What is being asked
All lines between the start of the listing below and the line containing "Target | hyena back", inclusive, must be repeated exactly.
*** Records supplied
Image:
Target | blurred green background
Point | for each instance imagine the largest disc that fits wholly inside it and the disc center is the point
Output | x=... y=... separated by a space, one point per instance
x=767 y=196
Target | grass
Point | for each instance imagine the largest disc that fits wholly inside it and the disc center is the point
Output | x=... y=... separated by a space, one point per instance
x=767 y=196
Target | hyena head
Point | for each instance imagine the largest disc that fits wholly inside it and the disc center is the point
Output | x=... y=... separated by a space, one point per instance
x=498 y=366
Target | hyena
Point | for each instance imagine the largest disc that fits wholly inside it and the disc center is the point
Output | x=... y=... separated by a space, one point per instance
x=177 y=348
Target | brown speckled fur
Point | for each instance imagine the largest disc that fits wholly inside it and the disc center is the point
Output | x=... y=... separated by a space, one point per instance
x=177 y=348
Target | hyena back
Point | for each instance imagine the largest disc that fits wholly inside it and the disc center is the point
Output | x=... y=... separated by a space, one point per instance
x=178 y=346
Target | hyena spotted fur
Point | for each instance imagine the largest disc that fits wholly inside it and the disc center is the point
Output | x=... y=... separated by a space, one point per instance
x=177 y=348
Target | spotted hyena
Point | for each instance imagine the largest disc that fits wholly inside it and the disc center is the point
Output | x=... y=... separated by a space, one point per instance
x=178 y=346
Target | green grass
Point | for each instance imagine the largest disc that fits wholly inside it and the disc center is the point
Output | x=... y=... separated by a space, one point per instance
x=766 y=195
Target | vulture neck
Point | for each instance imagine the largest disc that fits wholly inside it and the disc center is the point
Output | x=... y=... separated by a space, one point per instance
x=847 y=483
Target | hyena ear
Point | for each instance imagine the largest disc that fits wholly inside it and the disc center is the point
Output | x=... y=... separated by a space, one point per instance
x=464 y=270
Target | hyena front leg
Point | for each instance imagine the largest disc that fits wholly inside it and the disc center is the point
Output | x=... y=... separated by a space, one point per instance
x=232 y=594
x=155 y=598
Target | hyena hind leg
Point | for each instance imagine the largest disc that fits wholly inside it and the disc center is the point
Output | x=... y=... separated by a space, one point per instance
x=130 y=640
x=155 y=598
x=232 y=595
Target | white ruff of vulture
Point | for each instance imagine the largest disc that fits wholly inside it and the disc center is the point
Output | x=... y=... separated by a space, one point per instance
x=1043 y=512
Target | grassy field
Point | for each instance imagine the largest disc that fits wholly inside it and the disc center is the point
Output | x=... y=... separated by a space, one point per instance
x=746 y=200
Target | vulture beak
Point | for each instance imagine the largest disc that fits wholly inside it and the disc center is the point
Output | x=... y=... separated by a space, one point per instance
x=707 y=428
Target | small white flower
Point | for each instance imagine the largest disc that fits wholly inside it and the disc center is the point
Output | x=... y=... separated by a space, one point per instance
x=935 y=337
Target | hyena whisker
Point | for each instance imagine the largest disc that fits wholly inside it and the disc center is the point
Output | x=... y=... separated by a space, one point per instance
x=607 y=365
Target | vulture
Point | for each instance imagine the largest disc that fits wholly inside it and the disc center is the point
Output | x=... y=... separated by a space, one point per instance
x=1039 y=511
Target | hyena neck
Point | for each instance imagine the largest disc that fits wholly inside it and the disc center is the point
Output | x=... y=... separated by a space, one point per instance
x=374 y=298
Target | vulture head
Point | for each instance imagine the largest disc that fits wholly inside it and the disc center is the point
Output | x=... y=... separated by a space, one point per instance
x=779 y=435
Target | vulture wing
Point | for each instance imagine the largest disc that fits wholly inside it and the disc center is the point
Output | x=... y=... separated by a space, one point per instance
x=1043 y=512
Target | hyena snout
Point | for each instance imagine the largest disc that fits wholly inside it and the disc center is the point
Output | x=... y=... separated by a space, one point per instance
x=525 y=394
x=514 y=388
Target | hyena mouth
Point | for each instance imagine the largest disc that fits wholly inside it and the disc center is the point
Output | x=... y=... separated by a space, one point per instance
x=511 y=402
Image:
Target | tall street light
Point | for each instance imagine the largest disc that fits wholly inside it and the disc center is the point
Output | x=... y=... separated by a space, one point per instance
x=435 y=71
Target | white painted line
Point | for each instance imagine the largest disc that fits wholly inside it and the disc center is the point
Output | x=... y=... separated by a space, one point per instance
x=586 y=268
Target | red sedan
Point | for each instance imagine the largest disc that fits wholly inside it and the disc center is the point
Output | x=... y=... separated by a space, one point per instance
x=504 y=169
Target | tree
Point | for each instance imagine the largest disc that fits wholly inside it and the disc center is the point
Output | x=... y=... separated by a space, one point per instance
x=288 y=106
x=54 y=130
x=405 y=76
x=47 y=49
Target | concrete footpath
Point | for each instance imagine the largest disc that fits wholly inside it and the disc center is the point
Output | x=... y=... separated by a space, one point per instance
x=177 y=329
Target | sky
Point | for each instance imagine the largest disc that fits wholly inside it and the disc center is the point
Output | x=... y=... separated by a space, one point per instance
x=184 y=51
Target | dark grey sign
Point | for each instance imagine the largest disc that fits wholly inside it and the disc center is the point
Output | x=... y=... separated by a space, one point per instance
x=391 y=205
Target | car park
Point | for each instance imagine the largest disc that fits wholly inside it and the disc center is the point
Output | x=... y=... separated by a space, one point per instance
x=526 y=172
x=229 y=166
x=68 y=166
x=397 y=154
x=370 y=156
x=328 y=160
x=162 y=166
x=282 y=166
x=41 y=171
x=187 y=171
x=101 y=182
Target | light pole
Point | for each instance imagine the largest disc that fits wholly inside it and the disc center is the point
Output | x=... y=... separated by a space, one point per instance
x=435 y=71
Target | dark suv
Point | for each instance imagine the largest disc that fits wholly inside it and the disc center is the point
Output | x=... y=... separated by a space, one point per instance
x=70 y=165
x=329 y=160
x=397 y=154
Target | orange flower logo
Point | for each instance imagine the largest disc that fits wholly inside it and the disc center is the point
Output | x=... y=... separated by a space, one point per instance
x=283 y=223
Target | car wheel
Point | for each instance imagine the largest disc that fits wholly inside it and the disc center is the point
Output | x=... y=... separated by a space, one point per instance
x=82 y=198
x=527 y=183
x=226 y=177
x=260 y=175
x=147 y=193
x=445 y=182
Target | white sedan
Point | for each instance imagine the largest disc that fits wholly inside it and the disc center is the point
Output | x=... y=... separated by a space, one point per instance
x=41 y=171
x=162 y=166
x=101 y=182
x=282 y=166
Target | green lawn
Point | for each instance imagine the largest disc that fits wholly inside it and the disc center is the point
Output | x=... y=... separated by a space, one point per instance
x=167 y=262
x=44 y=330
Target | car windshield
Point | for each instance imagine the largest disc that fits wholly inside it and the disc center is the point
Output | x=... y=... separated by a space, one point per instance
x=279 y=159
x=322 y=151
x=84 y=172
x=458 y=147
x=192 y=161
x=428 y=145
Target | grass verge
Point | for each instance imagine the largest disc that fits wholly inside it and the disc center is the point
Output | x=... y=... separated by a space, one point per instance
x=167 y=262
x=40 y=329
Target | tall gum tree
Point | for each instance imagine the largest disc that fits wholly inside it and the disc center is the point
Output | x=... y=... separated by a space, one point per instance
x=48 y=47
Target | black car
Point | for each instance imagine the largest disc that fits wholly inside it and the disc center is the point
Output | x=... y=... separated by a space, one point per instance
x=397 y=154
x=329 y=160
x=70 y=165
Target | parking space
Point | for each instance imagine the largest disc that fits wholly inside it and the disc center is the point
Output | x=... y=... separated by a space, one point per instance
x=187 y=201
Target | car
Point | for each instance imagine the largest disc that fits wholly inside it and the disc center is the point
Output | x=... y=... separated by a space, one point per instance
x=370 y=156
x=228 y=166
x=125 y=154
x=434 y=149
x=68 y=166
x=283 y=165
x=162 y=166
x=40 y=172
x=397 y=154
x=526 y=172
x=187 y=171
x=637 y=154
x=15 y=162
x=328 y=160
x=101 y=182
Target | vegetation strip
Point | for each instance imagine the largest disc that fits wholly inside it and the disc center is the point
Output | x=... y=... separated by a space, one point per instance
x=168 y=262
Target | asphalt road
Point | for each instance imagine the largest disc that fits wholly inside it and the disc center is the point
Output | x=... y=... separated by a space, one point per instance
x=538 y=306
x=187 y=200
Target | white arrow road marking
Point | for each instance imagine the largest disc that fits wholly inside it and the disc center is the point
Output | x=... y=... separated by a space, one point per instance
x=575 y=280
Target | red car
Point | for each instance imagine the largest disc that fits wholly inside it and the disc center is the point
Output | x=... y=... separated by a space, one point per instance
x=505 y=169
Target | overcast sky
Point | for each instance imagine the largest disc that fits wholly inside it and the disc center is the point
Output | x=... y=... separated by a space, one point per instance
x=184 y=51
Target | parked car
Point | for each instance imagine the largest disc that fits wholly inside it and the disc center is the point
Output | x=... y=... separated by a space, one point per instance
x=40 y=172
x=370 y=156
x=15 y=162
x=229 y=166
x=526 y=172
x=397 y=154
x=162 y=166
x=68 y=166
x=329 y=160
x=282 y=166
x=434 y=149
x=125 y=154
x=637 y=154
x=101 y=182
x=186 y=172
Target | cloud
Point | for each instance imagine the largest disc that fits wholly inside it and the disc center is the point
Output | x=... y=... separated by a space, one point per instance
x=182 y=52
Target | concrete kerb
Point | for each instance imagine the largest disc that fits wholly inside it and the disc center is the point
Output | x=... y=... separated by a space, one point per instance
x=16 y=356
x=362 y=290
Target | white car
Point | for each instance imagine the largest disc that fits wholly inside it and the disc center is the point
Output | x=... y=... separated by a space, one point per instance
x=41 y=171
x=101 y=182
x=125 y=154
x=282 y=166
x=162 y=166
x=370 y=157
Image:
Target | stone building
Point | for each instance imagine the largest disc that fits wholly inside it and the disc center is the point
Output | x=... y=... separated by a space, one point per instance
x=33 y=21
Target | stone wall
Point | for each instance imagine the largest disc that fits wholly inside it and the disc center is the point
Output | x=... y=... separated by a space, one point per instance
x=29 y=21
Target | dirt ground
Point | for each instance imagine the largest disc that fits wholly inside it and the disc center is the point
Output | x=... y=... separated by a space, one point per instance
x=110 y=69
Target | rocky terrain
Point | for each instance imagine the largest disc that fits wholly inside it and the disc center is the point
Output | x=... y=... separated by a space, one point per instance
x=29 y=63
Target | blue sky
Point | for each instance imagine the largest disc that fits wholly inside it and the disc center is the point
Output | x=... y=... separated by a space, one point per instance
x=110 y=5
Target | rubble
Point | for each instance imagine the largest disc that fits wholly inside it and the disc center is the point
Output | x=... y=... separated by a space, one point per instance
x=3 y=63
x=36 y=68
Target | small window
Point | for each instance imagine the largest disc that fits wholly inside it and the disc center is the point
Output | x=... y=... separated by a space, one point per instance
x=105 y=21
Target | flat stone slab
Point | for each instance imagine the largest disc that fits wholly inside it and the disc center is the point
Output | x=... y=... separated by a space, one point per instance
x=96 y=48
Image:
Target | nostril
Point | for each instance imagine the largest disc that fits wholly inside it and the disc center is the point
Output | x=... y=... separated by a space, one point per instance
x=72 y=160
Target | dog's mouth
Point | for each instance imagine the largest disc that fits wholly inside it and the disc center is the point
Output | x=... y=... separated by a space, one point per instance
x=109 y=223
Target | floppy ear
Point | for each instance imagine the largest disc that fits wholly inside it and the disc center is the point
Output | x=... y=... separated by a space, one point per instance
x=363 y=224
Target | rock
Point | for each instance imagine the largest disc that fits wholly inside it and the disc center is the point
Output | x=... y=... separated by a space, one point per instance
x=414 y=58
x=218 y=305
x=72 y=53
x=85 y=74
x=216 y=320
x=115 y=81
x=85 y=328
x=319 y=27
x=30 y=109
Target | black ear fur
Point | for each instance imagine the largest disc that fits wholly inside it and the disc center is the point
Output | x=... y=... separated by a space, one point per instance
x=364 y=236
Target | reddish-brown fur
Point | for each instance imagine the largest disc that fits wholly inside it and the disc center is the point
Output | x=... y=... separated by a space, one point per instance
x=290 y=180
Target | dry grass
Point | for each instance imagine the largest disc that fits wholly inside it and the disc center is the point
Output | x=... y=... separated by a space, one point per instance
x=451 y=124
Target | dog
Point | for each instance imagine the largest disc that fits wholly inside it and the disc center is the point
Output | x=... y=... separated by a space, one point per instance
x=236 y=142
******
Your solution
Image:
Target | blurred green background
Point | for each instance imagine the largest disc that fits wholly inside it and the disc center is the point
Output | x=... y=... separated by a space, one point per instance
x=767 y=196
Target | grass
Point | for each instance imagine the largest disc that fits wholly inside it and the disc center is the point
Output | x=... y=... separated by a space, one point per instance
x=767 y=196
Target | hyena head
Point | for each instance imagine the largest disc that fits wholly inside it and the disc center is the point
Output | x=... y=... separated by a space, one point per instance
x=498 y=366
Target | hyena
Point | for each instance imagine the largest disc that fits wholly inside it and the disc center is the point
Output | x=... y=... separated by a space, one point per instance
x=177 y=348
Target | brown speckled fur
Point | for each instance imagine the largest disc that fits wholly inside it and the disc center is the point
Output | x=... y=... separated by a space, one point per instance
x=177 y=348
Target | hyena back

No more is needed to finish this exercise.